PROMPT =
Select each line below that contains the string "cluster", matching its case exactly.
THE RECORDS start
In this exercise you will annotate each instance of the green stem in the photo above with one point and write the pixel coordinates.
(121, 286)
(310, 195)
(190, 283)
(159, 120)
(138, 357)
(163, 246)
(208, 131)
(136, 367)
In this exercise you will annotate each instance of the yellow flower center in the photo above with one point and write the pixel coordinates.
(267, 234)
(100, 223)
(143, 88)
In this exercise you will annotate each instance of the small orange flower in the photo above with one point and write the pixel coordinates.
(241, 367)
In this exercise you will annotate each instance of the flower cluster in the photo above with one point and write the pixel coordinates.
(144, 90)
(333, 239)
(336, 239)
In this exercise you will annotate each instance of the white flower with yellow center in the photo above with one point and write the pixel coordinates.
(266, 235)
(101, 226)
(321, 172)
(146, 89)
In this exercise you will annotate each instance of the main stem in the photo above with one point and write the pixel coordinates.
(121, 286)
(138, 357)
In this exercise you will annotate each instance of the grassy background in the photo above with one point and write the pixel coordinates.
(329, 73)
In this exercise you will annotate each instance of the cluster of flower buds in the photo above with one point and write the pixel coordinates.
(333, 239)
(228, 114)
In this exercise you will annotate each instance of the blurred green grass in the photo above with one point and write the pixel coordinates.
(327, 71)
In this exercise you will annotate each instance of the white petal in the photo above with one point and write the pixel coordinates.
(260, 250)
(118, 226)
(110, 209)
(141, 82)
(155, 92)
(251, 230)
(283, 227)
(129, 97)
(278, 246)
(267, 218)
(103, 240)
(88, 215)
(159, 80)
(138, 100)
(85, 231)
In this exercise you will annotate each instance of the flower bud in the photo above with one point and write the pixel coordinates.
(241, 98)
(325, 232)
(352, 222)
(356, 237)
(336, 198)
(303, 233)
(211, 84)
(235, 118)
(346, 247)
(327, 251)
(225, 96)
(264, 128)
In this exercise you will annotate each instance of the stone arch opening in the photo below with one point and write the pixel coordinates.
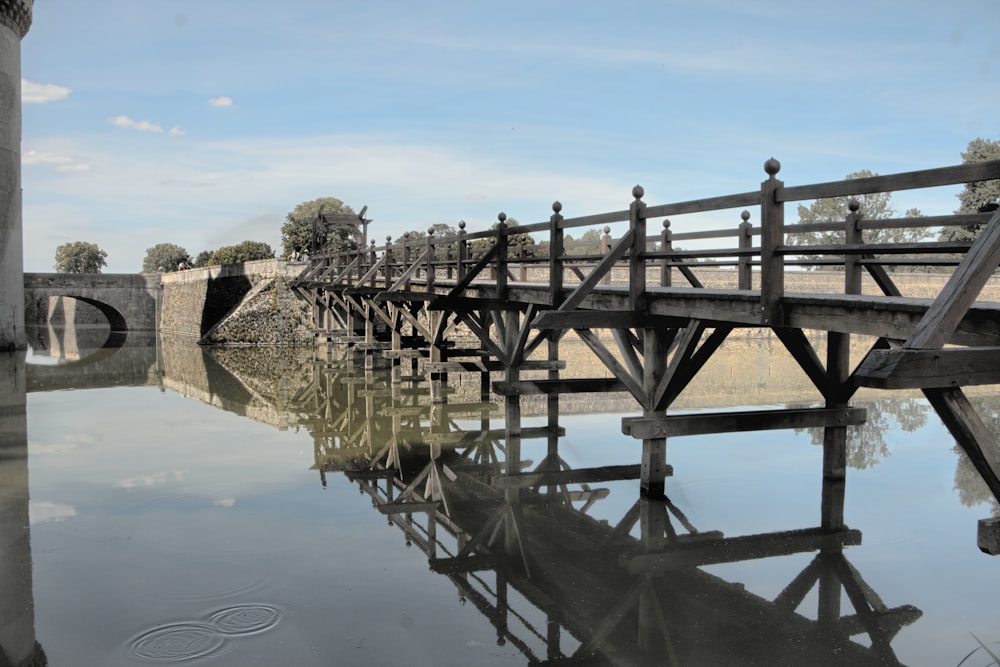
THE RECORDS end
REPLY TO THE TASK =
In this exercise you will annotate each instance of the flower cluster in the photo above with one point and write the pixel coordinates.
In this exercise you will annotate each instance of the cluster of flower buds in the photo above with one point and write the pixel coordinates.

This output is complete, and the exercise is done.